What the task asks: Output the data below exactly, down to the last character.

Entries taken from a collection
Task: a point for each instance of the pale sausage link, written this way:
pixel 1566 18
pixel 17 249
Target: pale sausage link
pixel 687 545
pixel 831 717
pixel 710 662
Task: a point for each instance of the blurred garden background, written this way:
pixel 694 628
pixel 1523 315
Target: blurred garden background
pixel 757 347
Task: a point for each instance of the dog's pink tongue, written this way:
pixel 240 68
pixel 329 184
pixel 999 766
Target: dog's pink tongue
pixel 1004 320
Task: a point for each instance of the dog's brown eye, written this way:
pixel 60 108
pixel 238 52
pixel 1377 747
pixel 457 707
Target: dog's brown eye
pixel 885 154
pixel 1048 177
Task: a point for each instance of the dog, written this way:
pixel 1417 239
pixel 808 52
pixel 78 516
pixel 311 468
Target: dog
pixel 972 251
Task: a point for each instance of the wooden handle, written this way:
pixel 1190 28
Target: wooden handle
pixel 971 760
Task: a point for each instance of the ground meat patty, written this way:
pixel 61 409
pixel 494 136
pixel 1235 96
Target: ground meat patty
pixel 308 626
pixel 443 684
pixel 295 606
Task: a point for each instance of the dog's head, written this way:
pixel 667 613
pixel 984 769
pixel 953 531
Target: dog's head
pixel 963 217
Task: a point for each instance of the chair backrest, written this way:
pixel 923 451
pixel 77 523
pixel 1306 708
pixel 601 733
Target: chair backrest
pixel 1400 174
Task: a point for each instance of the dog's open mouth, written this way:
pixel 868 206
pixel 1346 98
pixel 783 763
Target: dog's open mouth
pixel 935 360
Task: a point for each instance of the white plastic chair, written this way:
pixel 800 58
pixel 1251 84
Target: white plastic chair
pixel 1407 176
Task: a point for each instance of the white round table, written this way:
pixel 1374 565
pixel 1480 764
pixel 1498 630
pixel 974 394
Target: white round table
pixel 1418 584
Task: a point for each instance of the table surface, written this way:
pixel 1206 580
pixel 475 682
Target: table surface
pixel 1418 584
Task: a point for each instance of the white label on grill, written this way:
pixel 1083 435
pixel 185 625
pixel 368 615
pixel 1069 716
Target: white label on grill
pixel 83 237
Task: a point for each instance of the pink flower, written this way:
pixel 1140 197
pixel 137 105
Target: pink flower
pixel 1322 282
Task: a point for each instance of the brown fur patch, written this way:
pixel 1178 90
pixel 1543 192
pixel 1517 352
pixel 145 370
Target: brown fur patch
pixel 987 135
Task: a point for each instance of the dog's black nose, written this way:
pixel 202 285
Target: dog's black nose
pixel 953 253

Exercise solution:
Task: a point for each instance of the pale sausage link, written this way:
pixel 1566 18
pixel 17 249
Target: pale sausage link
pixel 687 545
pixel 831 717
pixel 710 662
Task: a point for each instance of the blurred garden background, written this way:
pixel 694 628
pixel 1523 315
Target: blurred garden background
pixel 757 347
Task: a point for each instance of the dog's pink tongue, written this way:
pixel 240 68
pixel 329 184
pixel 999 766
Target: dog's pink tongue
pixel 1004 320
Task: a point for each instance of the dog's brown eye, written this way:
pixel 60 108
pixel 238 52
pixel 1377 747
pixel 457 707
Target: dog's brown eye
pixel 885 154
pixel 1048 177
Task: a point for each instance of the dog, written this way:
pixel 1417 239
pixel 808 52
pixel 78 516
pixel 311 468
Target: dog
pixel 972 251
Task: a point for each instance of the wooden handle, written this way:
pixel 1190 28
Target: wooden handle
pixel 971 760
Task: a point for each instance of the ground meat patty, written this way:
pixel 61 409
pixel 494 136
pixel 1235 96
Target: ground meat patty
pixel 308 626
pixel 443 684
pixel 295 606
Task: a point for each instance of the dog's head, written this way:
pixel 667 613
pixel 984 769
pixel 953 531
Target: dog's head
pixel 963 217
Task: a point for each instance of the chair backrest, written this way:
pixel 923 451
pixel 77 523
pixel 1306 708
pixel 601 733
Target: chair backrest
pixel 1400 174
Task: a point for each instance of the dog's open mouth, written this way:
pixel 868 206
pixel 1346 98
pixel 783 763
Target: dog's open mouth
pixel 935 360
Task: a point for each instance of the white plastic chair, written this way:
pixel 800 58
pixel 1251 84
Target: white plastic chair
pixel 1407 176
Task: a point for each instance of the white round table, written this way:
pixel 1374 565
pixel 1480 764
pixel 1498 630
pixel 974 394
Target: white round table
pixel 1418 584
Task: a point for each instance of the table surface, written this way:
pixel 1206 580
pixel 475 682
Target: table surface
pixel 1418 584
Task: a point for each instance of the white label on grill, written this way:
pixel 1083 435
pixel 185 625
pixel 368 615
pixel 1069 716
Target: white label on grill
pixel 83 237
Task: a point for each instance of the pink flower, written this way:
pixel 1140 197
pixel 137 105
Target: pink flower
pixel 1322 282
Task: a point for each instance of the brown fur patch, written this way:
pixel 1178 90
pixel 1543 192
pixel 1517 352
pixel 145 370
Target: brown fur patch
pixel 987 135
Task: a point for each instance of the dog's black nose, written this way:
pixel 202 285
Target: dog's black nose
pixel 953 253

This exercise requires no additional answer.